▸ Directions: Reproduce exactly, with no other output, every line of the data below from the line containing "Where can the vertical" to the end, inclusive.
>> Start
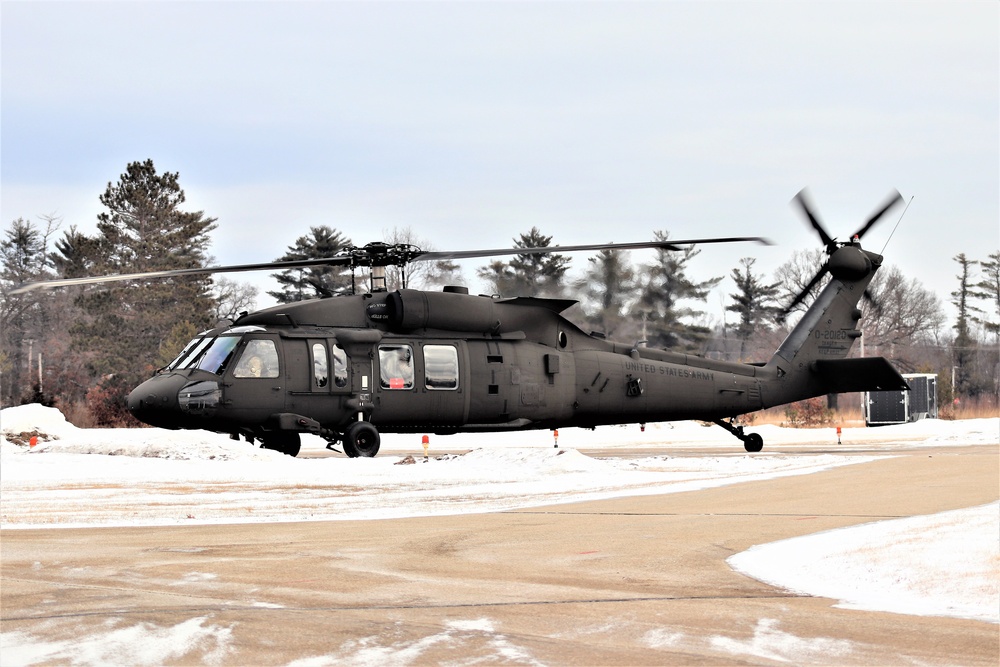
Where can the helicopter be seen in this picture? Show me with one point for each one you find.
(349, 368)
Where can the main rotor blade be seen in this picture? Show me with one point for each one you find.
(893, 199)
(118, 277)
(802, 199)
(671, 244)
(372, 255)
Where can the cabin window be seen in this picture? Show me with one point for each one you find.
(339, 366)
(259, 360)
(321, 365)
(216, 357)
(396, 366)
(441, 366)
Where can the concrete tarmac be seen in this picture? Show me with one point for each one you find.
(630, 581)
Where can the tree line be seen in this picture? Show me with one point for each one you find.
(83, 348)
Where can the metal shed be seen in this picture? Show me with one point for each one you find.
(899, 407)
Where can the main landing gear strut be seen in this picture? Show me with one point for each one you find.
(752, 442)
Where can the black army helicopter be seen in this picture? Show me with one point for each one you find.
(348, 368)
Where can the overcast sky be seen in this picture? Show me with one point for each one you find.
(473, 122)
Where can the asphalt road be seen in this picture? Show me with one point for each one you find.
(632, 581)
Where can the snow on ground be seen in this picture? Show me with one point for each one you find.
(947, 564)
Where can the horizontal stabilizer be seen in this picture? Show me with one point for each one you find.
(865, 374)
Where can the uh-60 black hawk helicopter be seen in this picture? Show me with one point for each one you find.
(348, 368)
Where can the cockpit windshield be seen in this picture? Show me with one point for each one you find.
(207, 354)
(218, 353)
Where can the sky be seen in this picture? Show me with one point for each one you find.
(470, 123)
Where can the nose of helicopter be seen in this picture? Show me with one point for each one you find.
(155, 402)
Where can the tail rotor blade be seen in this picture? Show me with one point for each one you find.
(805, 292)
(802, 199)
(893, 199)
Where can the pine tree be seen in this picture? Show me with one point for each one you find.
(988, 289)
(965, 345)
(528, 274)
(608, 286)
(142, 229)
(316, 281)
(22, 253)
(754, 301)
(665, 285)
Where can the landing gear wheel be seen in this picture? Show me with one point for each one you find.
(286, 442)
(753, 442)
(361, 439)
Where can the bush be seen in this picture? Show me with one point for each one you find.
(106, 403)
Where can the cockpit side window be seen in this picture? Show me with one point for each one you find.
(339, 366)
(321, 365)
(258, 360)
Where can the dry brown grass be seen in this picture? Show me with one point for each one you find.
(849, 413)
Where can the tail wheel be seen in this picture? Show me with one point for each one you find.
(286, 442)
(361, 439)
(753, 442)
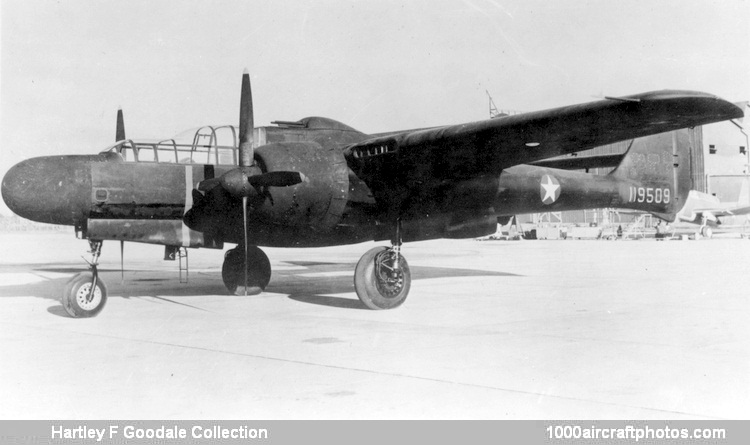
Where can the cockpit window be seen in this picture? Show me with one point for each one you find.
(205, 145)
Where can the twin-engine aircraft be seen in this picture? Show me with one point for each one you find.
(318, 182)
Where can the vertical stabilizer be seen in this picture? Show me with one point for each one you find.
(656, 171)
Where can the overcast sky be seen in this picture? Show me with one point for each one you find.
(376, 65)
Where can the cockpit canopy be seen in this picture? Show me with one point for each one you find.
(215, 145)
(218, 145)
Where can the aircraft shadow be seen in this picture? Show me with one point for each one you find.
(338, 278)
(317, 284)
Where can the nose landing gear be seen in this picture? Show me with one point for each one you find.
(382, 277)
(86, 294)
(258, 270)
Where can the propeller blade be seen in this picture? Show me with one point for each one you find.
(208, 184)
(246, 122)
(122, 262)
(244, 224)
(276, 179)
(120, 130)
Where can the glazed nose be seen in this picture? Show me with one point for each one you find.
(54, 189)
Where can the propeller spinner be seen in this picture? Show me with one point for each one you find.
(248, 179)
>> End
▸ Correct result:
Where can the vertical stabilizer be seen in this picture? Show me with one point for each one you find.
(656, 171)
Where can the overcast sky be seen in this picture? Show me with one point for each one you find.
(376, 65)
Where can the cockpit canopy be seen in this picture? Show me with one point for each one you find.
(215, 145)
(218, 145)
Where can the aircraft shadow be seen in this picture? Show me with one point for each one you find.
(338, 278)
(317, 284)
Where can the nose landing gear be seen in this picture? Show me with one point for each one you find.
(382, 277)
(86, 294)
(258, 270)
Where can the propeller blade be seen in this picture? Show me with one point for each one you find.
(208, 184)
(246, 122)
(122, 262)
(244, 224)
(276, 179)
(120, 130)
Where can the glazed nose be seen in this picture? Show me with one point for each one you find.
(54, 189)
Where can the propeller spinner be seen in this picture? Show me with one point for each one you find.
(248, 179)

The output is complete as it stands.